» **To be done**: Put the rows below, from the line containing "pixel 219 70." through the last row, into a JSON list of strings with one string per line, skipping blank lines.

Object point labels
########
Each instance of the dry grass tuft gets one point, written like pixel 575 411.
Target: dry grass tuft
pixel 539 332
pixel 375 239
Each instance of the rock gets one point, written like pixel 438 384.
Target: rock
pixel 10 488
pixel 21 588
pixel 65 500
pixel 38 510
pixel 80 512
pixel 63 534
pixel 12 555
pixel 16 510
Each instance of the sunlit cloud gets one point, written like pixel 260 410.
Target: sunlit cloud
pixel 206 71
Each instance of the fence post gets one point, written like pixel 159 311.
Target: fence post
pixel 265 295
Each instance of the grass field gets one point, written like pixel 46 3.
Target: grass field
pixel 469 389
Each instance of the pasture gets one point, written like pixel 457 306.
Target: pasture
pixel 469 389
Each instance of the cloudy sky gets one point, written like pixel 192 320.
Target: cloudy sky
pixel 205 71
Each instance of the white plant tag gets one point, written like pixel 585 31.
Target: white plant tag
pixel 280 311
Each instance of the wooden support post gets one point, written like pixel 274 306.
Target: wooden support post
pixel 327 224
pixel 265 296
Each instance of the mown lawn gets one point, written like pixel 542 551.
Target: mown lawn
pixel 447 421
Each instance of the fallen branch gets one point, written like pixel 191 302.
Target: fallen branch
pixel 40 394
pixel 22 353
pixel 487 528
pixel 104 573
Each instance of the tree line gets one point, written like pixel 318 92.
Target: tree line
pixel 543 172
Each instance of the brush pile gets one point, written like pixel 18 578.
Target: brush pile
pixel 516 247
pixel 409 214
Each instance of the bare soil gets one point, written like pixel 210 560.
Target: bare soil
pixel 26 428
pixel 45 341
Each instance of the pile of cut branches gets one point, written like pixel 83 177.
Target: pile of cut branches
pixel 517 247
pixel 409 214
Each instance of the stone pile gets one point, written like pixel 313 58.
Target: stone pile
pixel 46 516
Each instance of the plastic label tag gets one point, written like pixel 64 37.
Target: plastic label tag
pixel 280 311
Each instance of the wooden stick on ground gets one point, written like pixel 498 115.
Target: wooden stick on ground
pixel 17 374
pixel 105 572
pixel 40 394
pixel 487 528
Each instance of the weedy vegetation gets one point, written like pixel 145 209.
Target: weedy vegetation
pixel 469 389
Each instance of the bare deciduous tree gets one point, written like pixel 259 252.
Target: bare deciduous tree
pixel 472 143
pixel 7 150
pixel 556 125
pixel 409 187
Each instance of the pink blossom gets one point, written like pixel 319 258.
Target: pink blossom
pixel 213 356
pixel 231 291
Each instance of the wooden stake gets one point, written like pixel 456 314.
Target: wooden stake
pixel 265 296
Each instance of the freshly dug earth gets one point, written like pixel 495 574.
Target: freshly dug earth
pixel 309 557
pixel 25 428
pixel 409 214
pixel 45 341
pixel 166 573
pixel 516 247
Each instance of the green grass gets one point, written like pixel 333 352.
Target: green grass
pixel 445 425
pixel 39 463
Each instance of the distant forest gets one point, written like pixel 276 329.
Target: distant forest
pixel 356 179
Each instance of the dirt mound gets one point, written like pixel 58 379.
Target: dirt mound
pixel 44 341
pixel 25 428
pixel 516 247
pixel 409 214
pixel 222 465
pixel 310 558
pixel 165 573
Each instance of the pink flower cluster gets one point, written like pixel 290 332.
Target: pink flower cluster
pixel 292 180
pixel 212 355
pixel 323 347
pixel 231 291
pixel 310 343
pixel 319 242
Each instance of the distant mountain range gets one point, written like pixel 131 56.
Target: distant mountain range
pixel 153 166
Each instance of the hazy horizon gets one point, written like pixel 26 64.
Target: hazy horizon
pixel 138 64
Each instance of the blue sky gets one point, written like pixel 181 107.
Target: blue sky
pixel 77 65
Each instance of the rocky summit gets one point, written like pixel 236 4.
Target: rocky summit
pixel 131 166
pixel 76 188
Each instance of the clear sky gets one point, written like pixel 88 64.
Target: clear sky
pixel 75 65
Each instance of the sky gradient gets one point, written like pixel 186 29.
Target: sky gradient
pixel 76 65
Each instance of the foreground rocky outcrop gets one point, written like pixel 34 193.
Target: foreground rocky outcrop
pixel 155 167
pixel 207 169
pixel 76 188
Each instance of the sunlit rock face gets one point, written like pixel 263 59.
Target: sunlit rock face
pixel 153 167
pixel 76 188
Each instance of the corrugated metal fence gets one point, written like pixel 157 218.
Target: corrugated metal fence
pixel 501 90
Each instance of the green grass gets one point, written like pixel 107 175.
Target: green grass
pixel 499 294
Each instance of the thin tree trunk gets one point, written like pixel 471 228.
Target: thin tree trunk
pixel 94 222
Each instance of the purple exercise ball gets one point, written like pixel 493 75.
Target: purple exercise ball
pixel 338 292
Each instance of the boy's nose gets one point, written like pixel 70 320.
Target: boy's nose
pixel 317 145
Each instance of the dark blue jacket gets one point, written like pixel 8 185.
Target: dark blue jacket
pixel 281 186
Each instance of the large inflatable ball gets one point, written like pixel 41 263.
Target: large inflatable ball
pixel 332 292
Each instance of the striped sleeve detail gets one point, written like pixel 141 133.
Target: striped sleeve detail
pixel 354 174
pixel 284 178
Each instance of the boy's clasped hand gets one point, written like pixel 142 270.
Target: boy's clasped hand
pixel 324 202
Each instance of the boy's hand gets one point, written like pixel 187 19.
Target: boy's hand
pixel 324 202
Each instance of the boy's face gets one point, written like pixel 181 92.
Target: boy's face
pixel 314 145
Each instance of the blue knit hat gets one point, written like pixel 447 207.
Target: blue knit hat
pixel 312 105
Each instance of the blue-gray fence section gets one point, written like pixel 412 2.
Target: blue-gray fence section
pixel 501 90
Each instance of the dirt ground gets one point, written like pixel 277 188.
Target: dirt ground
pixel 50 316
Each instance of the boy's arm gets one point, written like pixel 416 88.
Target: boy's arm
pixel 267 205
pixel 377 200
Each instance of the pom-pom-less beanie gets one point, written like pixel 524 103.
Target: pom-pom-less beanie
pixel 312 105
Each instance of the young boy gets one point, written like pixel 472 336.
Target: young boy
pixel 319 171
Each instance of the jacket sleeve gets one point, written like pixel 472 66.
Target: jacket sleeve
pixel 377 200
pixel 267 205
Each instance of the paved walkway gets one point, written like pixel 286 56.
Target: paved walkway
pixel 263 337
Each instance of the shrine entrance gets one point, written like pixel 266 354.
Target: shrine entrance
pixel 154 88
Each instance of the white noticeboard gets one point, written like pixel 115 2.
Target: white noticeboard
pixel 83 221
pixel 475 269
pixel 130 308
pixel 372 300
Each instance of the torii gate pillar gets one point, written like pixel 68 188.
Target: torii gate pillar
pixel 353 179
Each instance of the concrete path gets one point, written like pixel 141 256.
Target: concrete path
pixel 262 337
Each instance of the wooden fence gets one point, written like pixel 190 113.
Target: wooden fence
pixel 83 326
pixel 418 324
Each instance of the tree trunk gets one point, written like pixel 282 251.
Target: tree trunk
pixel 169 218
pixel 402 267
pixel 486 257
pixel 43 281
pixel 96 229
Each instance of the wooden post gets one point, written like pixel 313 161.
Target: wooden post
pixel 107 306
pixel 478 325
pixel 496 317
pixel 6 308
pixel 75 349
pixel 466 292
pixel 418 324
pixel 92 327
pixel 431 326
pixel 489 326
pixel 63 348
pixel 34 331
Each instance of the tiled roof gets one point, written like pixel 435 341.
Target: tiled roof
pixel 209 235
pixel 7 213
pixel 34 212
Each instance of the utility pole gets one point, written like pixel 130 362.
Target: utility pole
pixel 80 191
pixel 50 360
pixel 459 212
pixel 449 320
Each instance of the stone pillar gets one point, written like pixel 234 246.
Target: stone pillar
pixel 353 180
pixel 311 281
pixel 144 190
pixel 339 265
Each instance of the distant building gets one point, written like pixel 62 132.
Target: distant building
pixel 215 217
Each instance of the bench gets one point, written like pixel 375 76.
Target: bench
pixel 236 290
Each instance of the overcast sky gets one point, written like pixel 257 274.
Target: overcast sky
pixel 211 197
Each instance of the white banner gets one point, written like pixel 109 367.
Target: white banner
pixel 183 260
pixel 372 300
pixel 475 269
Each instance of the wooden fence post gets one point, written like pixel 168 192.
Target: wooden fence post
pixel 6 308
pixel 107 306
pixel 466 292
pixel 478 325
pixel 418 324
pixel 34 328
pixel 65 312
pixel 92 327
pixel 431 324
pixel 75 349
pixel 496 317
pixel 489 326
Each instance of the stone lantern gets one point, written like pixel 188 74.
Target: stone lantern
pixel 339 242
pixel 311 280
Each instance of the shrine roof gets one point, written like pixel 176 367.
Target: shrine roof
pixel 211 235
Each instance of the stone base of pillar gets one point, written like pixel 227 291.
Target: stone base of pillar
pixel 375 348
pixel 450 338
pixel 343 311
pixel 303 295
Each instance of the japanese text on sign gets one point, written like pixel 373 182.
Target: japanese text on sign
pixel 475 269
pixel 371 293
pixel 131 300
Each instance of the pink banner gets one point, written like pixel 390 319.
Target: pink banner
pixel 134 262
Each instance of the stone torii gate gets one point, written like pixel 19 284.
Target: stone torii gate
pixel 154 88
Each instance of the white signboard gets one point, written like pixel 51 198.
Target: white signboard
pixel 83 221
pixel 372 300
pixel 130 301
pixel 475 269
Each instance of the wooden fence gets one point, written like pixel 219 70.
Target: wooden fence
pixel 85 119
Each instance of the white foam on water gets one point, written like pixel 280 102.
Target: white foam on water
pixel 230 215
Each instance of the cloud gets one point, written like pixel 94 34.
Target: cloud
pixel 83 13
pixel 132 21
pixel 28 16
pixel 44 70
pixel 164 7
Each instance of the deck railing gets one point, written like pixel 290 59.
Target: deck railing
########
» **The solution**:
[
  "Each instance of the wooden fence gets one point, written like pixel 219 70.",
  "Target: wooden fence",
  "pixel 85 119",
  "Each instance of the white foam on water gets one point, written like pixel 280 102.",
  "Target: white foam on water",
  "pixel 230 215",
  "Each instance of the cloud gets one point, written like pixel 94 34.",
  "Target: cloud",
  "pixel 83 13",
  "pixel 132 21",
  "pixel 28 16",
  "pixel 44 70",
  "pixel 164 7",
  "Each instance of the deck railing gets one point, written like pixel 290 59.",
  "Target: deck railing"
]